WHAT THE TASK REQUIRES: Please extract every row below that contains the word "flower" and copy each one in full.

## START

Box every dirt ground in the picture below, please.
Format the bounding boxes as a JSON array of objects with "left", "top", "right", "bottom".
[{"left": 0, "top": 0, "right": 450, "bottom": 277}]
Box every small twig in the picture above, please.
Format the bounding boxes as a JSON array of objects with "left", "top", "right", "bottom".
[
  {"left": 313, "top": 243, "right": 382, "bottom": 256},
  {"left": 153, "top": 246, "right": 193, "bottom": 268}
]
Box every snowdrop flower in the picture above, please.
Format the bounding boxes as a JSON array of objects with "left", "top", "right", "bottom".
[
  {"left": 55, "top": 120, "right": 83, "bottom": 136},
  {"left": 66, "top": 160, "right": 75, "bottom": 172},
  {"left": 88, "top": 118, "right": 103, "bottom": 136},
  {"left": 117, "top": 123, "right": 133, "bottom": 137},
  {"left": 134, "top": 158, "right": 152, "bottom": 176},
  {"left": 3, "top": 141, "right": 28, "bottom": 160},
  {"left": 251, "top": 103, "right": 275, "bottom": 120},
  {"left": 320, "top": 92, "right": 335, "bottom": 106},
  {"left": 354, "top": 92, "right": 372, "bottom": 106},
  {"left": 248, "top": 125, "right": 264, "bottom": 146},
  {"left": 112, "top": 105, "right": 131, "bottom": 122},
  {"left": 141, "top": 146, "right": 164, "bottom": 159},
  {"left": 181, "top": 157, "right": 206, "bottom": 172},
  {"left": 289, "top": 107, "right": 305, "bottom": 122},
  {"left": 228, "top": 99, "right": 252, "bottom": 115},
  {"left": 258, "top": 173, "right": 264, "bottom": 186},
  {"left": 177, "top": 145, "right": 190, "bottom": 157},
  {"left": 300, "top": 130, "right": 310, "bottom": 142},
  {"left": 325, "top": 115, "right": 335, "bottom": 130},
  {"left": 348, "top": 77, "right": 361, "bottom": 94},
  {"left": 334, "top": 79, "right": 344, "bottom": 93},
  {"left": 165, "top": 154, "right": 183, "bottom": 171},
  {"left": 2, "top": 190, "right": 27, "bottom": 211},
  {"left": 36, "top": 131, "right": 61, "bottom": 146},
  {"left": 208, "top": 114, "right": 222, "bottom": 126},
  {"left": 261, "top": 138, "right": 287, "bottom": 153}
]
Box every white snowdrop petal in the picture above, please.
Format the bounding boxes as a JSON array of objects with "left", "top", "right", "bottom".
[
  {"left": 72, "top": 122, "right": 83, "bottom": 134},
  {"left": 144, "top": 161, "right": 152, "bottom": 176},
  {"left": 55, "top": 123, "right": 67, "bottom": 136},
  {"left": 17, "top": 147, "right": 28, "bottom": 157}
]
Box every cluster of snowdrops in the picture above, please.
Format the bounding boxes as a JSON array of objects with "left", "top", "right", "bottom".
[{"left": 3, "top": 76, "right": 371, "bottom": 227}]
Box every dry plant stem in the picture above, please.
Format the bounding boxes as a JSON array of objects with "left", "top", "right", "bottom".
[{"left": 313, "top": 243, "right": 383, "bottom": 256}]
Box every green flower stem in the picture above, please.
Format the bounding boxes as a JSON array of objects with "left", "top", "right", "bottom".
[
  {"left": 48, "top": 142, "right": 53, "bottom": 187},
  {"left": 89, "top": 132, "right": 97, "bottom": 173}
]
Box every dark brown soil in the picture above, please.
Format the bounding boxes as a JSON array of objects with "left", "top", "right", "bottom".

## END

TASK OUTPUT:
Box every snowdrop flower in the picture above, please.
Box every green flower stem in the picture above, please.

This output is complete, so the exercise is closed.